══ FRAGMENTO SELECCIONADO

Con breve prólogo de Fernando Savater reaparece el libro de Juan Nuño La filosofía en Borges. El ensayista hispano-venezolano sigue aquí la estela del movimiento filosófico en América. El platonismo y sus tradiciones han sido grandes temas de Juan David García-Bacca, uno de sus maestros, que tradujo una selección de Enéadas en México D.F. y editó en Buenos Aires Introducción general a las Enéadas. Es el camino que sigue Nuño al publicar El pensamiento de Platón y también sus indagaciones en el “extraño platonismo” de Borges. El autor explora aquí el edificio imaginario borgesiano a través de nueve capítulos que, en tradición hermética, se constituyen en un recorrido circular y en un análisis del inferno del idealismo. El filósofo cruza por los pasajes de relatos y poemas, y diserta sobre los temas recurrentes, “los espejos abominables”, las bibliotecas, los mil y un mundos, la paradoja, la alteridad y la memoria, la “refutación del tiempo”.
Si Nuño avanza por estos temas con extrañeza, lo hace con un distanciamiento que le aleja de la mitificación y de la exégesis de raíz heideggeriana, y de la veneración ante una palabra fundacional (al modo de las interpretaciones de García-Bacca y María Zambrano de la poesía de San Juan de la Cruz). No puede ser de otro modo. Nuestro autor es, como Borges, un escéptico, aunque lo es desde la ladera de la crítica contemporánea que desaloja la creencia y expone al vacío de las propias figuraciones. Nuño recorre un enorme edificio en el que sólo están grabados relatos e imágenes en los muros, en los techos, en los lienzos, y en los que se escucha el silencio y las ocultas cadencias de la soledad. De forma radical se propone desnudar la apariencia, por decirlo con palabras de su amigo Octavio Paz. Trampa insalvable, adentrarse en los pasillos y vetustos salones de Borges es exponerse a adoptar una máscara, una figuración. Se hace fuerte, sin embargo, en el manejo riguroso de una prosa adiestrada en el ejercicio de la crítica.
Platón y las hipóstasis plotinianas, San Agustín, Schopenhauer, Berkeley y Hume, constituyen los asideros en los que pueden apoyarse el universo arquetípico y las ficciones del argentino, aunque también circulan referencias a Keats, Coleridge, Yeats, Kafka o Thomas Mann. Con el idealismo en sus diversos ramajes pretende elevarse por un instante la literatura de Borges y Nuño la explora en diversos niveles, a veces, en el campo puramente filológico para desvelar la escasa solvencia de algunas fuentes. La obra está llena de motivos que se interrelacionan y que se hallan en contigüidad permanente.

════
══ SECCIÓN DE DATOS

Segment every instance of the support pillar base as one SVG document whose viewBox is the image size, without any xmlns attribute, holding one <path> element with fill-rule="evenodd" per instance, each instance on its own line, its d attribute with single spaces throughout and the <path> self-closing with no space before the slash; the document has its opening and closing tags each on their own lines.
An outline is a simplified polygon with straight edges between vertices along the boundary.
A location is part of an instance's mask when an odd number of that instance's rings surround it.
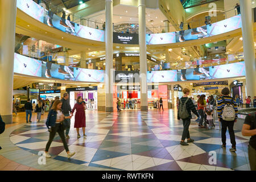
<svg viewBox="0 0 256 182">
<path fill-rule="evenodd" d="M 148 106 L 141 106 L 141 110 L 148 110 Z"/>
</svg>

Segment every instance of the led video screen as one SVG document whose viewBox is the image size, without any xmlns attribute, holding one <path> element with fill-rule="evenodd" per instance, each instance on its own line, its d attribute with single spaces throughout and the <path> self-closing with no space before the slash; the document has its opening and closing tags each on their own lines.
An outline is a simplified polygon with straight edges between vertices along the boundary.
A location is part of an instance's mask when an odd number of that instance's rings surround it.
<svg viewBox="0 0 256 182">
<path fill-rule="evenodd" d="M 177 71 L 168 70 L 147 72 L 147 81 L 148 82 L 177 81 Z"/>
<path fill-rule="evenodd" d="M 14 73 L 41 77 L 41 68 L 42 61 L 14 53 Z"/>
<path fill-rule="evenodd" d="M 86 82 L 104 82 L 104 71 L 67 67 L 14 54 L 14 72 L 26 75 Z"/>
</svg>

════

● **INSTRUCCIONES**
1 – Resuma en dos oraciones la reseña sobre La filosofía en Borges.
2 – Prosiga la reseña sobre La filosofía en Borges a partir de su última oración.

● **RESPUESTAS POR NÚMERO**
1 – La reseña presenta la reaparición, con breve prólogo de Fernando Savater, de La filosofía en Borges, libro en el que Juan Nuño recorre en nueve capítulos los temas recurrentes de Borges, como los espejos, las bibliotecas, la paradoja, la memoria y la refutación del tiempo. Según la reseña, Nuño, escéptico como Borges, aborda esos temas con un distanciamiento ajeno a la mitificación y con una prosa rigurosa, y explora en diversos niveles, a veces en el campo puramente filológico, los asideros idealistas de esa literatura, de Platón a Hume.

2 –
La unidad y la dispersión, el Uno y la multiplicidad, el salto de lo inteligible a lo sensible, están dibujados en los relatos borgesianos. El terror a la copia y al espejo que, como en la fábula cavernaria, reproduce cuanto pasa ante él se evoca en cada mansión, a veces de manera casi caricaturesca: “todos los hombres, en el vertiginoso instante del coito, son el mismo hombre”. El esfuerzo de sortear los límites de la percepción para comprender el funcionamiento del edificio está asimismo presente. El largo pasillo del tiempo, que abre la posibilidad del infinito o un dominio de pureza idealista, lo traspasa casi todo. Y junto a ello, el sujeto, la memoria y el lenguaje que sirve de soporte entre lo sensible y lo inteligible y que ha terminado por convertirse en zona de peligro y de extravío.
La filosofía en Borges dibuja el rostro de un pensamiento que no deja de mirar, a pesar de la gran grieta, ese otro lado que quedó atrás y del que se alimentó el idealismo del siglo XIX y sus postrimerías. El libro es una suerte de retrato de la filosofía de una época que acaba de despedirse de las ensoñaciones del pasado y que halla en Borges al personaje arquetípico, y con él la ficción de un viejo relato que se ha vuelto cada vez más agudo y refinado en sus ejercicios de intelección hasta el punto de volverse en objeto de culto estético. Nuño elige a Borges como Borges se elige a sí mismo para emprender el juego de un conocimiento anclado en la abstracción, en la especulación, en el universalismo y en la nostalgia de un mundo inteligible abandonado por el solipsismo crítico, por la racionalidad, por el empirismo, y por el hallazgo de que lo visible y su lectura, la naturaleza, el lenguaje y sus fulguraciones, han entrado a formar parte de las alteraciones y del desorden del mundo contemporáneo.
Desde este otro lado la reflexión sobre el lenguaje surge desde el comienzo en La filosofía en Borges. El idealismo de Tlön (aplicación literaria del de Hume) es una consecuencia ontológica del “todo fluye” heracliteano. “Se carece señala el filósofo venezolano de referencias fijas, cartesianas, de puntos de apoyo, de estabilidad sustancial” y el lenguaje se despliega en la temporalidad, sucesivo, bajo un idealismo dinamicista que expulsa el carácter sustantivo y que borra las entidades estables, predicables. El lenguaje en pendiente temporal salta por los aires y se multiplica sin medida. El instrumento del conocimiento comienza a romperse en la ambición de responder a un desvelamiento que se da en el devenir. En “Funes el memorioso” o en “El idioma analítico de John Wilkins” pueden hallarse otras variantes de lenguaje que rompe su cerco y avanza hacia un oleaje incomprensible.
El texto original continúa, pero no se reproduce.